## [How to complete this task]
Every line from the one holding "In this exercise you will pick out the cooking" through the final line of the entries is to be reproduced exactly, and no other line.

Items from a dataset:
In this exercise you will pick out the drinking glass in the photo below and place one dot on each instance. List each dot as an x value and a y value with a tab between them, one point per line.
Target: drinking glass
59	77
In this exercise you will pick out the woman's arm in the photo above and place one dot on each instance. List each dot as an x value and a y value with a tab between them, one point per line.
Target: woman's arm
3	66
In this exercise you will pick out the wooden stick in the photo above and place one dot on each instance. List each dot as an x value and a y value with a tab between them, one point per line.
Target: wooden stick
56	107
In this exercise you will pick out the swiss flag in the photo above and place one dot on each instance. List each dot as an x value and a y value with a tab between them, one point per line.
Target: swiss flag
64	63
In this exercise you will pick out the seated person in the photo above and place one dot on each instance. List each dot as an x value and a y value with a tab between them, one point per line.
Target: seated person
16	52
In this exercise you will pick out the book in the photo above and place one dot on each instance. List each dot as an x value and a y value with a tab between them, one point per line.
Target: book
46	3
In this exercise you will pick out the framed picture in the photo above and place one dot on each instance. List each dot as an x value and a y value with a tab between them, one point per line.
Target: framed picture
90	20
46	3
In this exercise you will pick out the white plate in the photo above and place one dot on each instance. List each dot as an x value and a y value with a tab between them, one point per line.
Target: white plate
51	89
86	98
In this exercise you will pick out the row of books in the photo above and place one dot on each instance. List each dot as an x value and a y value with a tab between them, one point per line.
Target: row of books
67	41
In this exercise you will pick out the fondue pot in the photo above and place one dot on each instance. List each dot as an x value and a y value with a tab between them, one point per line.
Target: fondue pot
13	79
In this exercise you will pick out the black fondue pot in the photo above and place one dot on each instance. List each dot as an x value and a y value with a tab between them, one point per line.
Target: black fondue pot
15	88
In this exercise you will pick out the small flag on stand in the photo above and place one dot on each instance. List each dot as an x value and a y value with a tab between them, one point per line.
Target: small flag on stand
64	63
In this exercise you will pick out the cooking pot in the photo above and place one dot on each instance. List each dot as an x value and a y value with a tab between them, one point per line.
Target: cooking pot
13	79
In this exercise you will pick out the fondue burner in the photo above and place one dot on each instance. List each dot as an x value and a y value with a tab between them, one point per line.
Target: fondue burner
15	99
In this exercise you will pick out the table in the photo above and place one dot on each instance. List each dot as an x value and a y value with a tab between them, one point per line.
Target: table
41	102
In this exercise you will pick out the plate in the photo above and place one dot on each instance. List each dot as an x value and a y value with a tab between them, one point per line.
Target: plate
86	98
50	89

## [The completed task]
In this exercise you will pick out the cooking pot in the photo above and place one dot on each instance. List each dot as an x value and a y value with a tab between them, one point per line.
Target: cooking pot
13	79
In this exercise you will pick out the fondue burner in the photo above and place one dot on each instance. List each dot as an x value and a y value with a tab between them, one point per line.
Target: fondue burner
15	99
In this exercise you will pick out the table in the photo above and place one dot on each instance. List each dot as an x value and a y value with a tab between them, one point per line.
Target: table
41	102
In this exercise you will pick out the plate in the photo above and place one dot on each instance. List each dot as an x value and a y value with a tab between them, one point per line.
Target: plate
86	98
50	89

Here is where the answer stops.